◆ Detection listing:
============

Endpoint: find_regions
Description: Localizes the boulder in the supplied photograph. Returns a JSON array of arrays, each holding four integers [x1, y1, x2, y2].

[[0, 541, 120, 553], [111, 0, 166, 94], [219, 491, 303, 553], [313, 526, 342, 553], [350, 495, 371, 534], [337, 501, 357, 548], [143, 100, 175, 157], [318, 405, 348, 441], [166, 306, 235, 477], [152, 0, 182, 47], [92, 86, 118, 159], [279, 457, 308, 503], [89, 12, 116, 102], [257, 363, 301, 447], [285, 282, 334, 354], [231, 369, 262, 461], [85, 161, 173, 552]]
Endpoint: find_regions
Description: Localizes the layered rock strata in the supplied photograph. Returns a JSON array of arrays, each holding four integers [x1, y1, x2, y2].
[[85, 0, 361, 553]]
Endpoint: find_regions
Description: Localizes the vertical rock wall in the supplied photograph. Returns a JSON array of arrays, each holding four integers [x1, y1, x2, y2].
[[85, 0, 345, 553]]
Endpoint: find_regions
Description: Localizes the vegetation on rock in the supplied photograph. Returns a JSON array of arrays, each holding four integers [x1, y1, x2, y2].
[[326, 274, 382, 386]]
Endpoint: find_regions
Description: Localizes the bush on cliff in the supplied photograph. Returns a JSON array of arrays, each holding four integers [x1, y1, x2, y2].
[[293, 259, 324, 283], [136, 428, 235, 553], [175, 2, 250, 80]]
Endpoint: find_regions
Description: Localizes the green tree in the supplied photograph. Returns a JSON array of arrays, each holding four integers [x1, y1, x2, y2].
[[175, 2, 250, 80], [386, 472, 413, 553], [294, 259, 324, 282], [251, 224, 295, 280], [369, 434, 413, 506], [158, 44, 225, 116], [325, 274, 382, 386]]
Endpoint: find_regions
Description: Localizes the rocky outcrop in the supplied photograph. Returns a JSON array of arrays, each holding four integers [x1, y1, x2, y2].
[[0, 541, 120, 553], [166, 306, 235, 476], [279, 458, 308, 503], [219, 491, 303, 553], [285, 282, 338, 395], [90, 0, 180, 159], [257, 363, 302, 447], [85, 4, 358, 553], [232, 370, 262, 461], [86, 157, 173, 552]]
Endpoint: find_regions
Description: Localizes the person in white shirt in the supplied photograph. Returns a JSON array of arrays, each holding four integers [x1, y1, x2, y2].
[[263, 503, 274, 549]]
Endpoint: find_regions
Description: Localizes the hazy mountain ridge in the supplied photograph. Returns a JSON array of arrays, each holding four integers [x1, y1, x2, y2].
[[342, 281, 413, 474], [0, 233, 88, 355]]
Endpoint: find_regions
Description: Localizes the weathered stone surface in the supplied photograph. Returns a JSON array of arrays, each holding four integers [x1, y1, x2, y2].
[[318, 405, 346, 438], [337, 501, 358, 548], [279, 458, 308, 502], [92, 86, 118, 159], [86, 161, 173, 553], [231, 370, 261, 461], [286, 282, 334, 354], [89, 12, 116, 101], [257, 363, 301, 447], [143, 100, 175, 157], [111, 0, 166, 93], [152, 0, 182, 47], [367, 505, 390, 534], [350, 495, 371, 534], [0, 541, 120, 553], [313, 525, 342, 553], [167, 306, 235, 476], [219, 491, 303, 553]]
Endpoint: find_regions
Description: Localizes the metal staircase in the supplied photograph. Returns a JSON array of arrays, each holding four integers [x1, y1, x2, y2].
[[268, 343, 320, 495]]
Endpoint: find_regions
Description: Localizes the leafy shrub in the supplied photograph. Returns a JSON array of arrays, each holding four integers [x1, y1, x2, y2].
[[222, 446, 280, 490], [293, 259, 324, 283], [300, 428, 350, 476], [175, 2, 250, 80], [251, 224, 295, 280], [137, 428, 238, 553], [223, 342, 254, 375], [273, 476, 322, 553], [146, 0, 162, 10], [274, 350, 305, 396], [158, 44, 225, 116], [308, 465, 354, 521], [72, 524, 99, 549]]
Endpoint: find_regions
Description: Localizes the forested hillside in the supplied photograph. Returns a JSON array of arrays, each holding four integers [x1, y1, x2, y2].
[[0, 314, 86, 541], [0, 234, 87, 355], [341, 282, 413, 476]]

============

◆ EXERCISE DIRECTIONS:
Collect each line of the listing above that contains the word "staircase", treating uppercase and lowercase letters as different.

◆ ANSWER BELOW:
Description: Localizes the metal staircase in the supplied photograph. Returns a JSON array of arrays, each holding four integers [x1, y1, x2, y2].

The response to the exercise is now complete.